• Supplied material:
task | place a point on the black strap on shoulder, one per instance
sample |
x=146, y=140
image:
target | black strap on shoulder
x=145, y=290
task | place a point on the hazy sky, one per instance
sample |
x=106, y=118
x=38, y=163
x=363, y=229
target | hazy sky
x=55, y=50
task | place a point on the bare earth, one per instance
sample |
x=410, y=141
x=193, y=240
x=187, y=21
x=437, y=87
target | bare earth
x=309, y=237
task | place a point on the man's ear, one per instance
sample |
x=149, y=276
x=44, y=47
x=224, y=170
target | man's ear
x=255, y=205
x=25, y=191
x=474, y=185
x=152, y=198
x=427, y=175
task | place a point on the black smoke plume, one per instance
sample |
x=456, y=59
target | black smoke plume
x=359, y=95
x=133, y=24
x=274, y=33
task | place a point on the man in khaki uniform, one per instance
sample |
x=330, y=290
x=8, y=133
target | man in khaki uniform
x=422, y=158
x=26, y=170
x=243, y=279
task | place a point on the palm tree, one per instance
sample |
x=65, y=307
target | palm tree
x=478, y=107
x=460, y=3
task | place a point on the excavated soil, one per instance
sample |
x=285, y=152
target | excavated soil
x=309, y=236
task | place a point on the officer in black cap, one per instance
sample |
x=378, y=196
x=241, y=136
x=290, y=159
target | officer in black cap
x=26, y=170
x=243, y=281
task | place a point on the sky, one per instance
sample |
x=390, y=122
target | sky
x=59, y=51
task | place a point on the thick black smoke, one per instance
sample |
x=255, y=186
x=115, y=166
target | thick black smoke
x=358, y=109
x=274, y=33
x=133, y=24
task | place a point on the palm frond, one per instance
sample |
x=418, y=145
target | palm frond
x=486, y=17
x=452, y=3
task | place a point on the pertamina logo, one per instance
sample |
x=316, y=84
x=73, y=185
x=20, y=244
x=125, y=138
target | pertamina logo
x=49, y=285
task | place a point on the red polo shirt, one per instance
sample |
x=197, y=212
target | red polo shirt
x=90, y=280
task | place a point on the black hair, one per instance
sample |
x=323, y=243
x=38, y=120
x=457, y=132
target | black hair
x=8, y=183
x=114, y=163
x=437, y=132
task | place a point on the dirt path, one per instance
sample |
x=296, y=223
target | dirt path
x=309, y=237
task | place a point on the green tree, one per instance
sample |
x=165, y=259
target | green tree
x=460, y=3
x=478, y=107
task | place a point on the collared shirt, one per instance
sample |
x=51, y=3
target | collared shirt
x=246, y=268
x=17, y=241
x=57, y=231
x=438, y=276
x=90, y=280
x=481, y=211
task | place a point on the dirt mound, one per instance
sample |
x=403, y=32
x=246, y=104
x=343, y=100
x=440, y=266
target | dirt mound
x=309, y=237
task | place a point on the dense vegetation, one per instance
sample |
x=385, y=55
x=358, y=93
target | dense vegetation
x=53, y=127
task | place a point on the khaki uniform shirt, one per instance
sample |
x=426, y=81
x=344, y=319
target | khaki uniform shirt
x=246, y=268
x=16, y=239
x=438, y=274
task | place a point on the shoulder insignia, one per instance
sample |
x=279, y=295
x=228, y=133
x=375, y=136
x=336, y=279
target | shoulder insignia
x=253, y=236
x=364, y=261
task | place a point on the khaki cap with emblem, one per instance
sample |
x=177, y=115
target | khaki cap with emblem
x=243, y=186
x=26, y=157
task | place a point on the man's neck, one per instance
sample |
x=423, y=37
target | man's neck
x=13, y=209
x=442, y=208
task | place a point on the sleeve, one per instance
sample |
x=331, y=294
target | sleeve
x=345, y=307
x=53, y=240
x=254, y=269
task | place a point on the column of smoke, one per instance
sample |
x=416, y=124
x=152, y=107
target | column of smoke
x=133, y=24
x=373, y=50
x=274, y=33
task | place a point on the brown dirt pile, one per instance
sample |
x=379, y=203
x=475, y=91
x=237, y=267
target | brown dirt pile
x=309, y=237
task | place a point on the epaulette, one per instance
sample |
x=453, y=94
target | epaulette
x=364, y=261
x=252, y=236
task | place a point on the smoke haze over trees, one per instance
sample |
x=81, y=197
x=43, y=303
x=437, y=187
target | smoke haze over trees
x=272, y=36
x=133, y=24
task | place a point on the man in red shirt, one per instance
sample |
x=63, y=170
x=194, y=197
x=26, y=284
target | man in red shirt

• Stated problem: Copy out the stretch of the records from the line containing "task | place a point on the epaulette, one" through the end of the records, without changing a character.

• Solution to this exercise:
task | place a point on the epaulette, one per instance
sample |
x=453, y=94
target | epaulette
x=364, y=261
x=252, y=236
task | place a point on the smoke haze over trees, one per instance
sample |
x=81, y=197
x=43, y=303
x=437, y=187
target | smoke haze over trees
x=272, y=36
x=133, y=24
task | place a point on the man in red shirt, one per instance
sample |
x=63, y=170
x=194, y=197
x=26, y=284
target | man in red shirt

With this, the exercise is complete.